■ **Requirements**: Write out the data again, starting with the line that contains "Above you see an image. Your job: find the water" and going on through the end, requests included. Multiply every coordinate in the answers by 1.05 and round each result to a whole number, with halves rounding up.

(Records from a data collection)
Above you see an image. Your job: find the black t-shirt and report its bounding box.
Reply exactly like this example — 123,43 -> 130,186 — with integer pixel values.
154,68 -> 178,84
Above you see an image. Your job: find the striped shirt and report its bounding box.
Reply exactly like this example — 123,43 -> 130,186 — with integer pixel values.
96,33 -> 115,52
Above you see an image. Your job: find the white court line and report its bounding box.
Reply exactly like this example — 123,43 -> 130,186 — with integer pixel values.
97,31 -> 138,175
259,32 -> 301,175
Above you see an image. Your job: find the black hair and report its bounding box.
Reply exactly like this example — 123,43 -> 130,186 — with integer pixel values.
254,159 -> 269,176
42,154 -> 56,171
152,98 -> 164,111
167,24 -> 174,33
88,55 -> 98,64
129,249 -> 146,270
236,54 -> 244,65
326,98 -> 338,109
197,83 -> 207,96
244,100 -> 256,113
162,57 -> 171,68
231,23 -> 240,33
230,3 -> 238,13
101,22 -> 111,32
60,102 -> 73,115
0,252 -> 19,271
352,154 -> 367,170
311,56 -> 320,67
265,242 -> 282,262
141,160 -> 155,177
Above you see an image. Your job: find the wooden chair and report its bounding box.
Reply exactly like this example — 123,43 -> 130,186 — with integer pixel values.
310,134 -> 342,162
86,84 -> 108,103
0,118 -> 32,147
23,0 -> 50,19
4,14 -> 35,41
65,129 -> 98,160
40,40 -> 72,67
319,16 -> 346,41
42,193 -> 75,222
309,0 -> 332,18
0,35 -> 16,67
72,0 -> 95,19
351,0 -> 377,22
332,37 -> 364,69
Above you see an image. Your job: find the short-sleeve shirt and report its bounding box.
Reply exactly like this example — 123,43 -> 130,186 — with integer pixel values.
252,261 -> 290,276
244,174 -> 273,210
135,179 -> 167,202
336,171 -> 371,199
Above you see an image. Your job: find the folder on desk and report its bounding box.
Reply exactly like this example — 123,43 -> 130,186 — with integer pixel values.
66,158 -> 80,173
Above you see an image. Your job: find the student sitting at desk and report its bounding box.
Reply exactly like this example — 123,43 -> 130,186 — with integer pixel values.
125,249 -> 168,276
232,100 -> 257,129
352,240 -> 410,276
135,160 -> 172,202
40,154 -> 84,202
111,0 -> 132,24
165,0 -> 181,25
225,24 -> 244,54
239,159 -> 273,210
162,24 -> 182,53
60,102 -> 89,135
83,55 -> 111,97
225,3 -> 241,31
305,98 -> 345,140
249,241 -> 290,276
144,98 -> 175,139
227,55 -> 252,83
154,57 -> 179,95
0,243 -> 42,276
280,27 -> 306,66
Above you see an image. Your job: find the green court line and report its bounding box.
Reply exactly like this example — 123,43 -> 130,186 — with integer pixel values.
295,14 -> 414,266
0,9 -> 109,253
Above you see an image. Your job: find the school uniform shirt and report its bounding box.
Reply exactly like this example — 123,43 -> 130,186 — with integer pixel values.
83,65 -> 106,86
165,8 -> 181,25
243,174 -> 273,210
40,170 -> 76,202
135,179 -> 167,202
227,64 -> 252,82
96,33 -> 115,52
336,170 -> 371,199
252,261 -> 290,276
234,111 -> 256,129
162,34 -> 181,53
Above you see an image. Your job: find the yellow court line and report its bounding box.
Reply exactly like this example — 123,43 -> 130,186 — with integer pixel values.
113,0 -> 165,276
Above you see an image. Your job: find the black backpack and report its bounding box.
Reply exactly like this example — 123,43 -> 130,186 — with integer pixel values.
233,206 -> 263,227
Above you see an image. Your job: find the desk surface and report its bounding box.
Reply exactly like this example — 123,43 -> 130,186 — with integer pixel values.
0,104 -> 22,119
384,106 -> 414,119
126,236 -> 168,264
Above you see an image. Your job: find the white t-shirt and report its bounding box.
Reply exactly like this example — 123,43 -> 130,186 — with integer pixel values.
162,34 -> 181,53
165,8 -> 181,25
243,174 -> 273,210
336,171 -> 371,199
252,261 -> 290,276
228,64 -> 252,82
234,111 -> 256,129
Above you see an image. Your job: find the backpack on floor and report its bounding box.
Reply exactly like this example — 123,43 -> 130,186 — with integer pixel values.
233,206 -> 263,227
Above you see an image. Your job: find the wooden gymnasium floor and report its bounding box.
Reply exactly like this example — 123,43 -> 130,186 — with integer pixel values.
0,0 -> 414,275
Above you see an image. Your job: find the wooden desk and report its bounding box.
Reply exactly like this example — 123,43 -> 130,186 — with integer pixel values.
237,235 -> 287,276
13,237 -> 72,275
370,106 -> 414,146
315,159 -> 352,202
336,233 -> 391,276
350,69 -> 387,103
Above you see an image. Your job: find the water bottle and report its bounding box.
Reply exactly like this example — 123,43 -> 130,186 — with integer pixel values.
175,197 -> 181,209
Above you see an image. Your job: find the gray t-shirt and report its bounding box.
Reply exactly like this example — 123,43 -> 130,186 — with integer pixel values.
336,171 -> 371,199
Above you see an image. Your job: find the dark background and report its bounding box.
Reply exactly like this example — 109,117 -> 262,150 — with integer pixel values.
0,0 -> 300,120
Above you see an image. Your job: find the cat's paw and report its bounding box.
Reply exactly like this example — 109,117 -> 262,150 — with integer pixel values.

■ **Solution to this exercise**:
Above you see an image. Your job: find the water bottle and report its bounding box.
Reply exactly like this example — 123,43 -> 130,186 — with integer pixel values.
184,207 -> 190,219
Above you see an image. Your job: find the gray t-shirt and report its bounding box.
Reply exactly like this example — 123,43 -> 130,186 — with integer pixel values.
353,180 -> 390,209
Above you see an image. Your job: find the dark background and report its bounding box.
Reply exactly like this example — 109,117 -> 262,150 — with integer pixel values.
0,0 -> 315,126
Above you see an image. Your job: find the cat's paw and report its bounding box.
Reply exactly like this example — 109,117 -> 262,150 — with integer pixel values.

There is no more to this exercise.